┌──
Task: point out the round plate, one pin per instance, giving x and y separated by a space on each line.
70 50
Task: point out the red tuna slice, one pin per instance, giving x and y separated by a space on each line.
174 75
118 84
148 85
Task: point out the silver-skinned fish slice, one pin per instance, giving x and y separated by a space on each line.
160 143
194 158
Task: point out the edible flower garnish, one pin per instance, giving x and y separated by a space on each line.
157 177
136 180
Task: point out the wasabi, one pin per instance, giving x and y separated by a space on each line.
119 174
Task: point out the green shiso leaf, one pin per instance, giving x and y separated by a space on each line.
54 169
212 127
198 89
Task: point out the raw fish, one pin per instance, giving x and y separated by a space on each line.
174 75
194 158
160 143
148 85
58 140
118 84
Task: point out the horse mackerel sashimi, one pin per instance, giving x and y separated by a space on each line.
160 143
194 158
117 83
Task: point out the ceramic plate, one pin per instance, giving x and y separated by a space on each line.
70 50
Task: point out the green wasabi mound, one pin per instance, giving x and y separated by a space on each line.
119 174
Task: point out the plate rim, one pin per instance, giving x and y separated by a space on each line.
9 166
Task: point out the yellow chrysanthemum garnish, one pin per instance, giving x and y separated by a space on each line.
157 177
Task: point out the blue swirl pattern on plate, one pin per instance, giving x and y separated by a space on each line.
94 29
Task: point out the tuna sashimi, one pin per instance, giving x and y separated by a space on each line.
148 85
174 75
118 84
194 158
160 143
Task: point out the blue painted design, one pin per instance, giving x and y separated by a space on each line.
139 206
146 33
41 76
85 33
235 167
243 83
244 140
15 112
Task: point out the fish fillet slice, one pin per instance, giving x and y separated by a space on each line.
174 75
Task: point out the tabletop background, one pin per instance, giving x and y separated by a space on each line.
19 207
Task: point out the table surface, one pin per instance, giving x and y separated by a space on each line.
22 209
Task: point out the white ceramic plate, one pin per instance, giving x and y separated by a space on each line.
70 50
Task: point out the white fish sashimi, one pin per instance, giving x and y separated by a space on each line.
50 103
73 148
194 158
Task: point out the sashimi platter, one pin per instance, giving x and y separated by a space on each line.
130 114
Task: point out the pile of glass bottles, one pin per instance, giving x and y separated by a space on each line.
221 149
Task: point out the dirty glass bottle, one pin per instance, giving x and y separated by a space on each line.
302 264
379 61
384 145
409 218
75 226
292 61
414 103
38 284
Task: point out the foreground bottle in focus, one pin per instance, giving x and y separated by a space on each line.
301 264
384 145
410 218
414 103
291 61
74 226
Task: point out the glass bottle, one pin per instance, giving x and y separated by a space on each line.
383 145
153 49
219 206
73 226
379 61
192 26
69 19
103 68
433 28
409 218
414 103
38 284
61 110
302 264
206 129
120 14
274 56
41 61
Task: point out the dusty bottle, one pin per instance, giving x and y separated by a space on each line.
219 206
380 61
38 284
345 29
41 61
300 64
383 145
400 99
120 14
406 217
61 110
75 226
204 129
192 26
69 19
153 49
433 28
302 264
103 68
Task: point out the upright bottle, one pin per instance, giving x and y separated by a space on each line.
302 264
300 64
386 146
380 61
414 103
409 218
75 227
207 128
└──
» WHAT TO WORK ON
Line by line, repeat the listing exactly as written.

» ANSWER SECTION
Task: point out the round plate, one pin per instance, giving x and y separated by a space on each line.
70 50
Task: point out the red tuna slice, one pin per instance, giving x and y separated by a space on each line.
174 75
118 84
148 85
Task: point out the silver-skinned fish slice, one pin per instance, giving x and y separated by a space on each line.
160 143
194 158
Task: point out the edible flower garnish, one pin per instance, giving x and y separated by a space on each line.
157 177
136 180
Task: point out the wasabi, one pin per instance, giving x and y separated by a space on each line.
119 174
Task: point out the green shiso leaf, one pin per instance, giving x and y separated by a space on each line.
54 169
212 127
198 89
Task: point out the raw fish, one pin per instance, giving x and y separated by a space on each line.
174 75
194 158
160 143
148 85
58 140
118 84
Task: point out the horse mackerel sashimi, one pin per instance, giving x and y separated by a space on each line.
160 143
194 158
117 83
Task: point out the ceramic plate, one pin per instance, giving x and y separated by a space on each line.
70 50
Task: point out the green wasabi mound, one pin per instance, giving x and y separated by a space on each line.
119 174
Task: point out the plate rim, one pin per instance, giving x and y separated by a space on each line.
9 166
Task: point out the yellow chrysanthemum garnish, one pin per instance, giving x and y separated by a space on each line.
157 177
Task: point out the blue swirl pattern on plate, one pin per instance, giving x and y separated by a space on each line.
94 29
Task: point out the tuna sashimi, one pin per instance, giving x and y separated by a space on each line.
148 85
174 75
118 84
194 158
160 143
Task: point out the blue painted design, one pin per instance, giving x and y separated by a space on each line.
139 206
146 33
41 76
85 33
235 167
243 83
244 140
15 112
Task: point out the fish fillet slice, one pin per instance, giving x and y separated by a space on each line.
174 75
Task: point out the tabletop background, one pin per instance, giving x and y separated by a space on each line.
19 207
Task: point out the table surface, one pin per instance, giving x and y separated by a space on each line.
22 209
Task: point out the white ceramic plate, one pin per instance, giving x and y separated by a space on each line.
70 50
Task: point out the white fish sashimi, one pin per instance, giving x and y separated by a space on each line.
50 103
73 148
194 158
Task: point out the sashimi platter, one pin per instance, giving x and y separated by a space on each line.
130 114
Task: point out the pile of glass bottles, one pin per instance, giving x and y separated by a space on each line.
221 149
Task: point out the dirty glass bottle, one pin per instance, giving x and y separated by a space on each line.
302 264
379 61
384 145
409 218
75 226
292 61
414 103
38 284
Task: point out the foreground bottle in focus, one pin per instance, giving x and y separated by a space on each line.
301 264
384 145
410 218
414 103
291 61
74 226
Task: point out the glass bottle, one pin per instance, giving x and y separated by a space on each line.
383 145
153 49
219 206
73 226
379 61
192 26
69 19
103 68
433 28
409 218
414 103
38 284
61 110
302 264
206 129
120 14
274 56
41 61
Task: point out the dusty bottle, one pin per instance, giving x and y separated by a space on each line.
219 206
380 61
38 284
345 29
41 61
300 64
383 145
400 99
120 14
406 217
61 110
75 226
204 129
192 26
69 19
153 49
433 28
302 264
103 68
Task: point out the upright bottle, one pin per instance, giving x and y separated by a space on each line.
302 264
300 64
386 146
380 61
414 103
409 218
75 227
207 128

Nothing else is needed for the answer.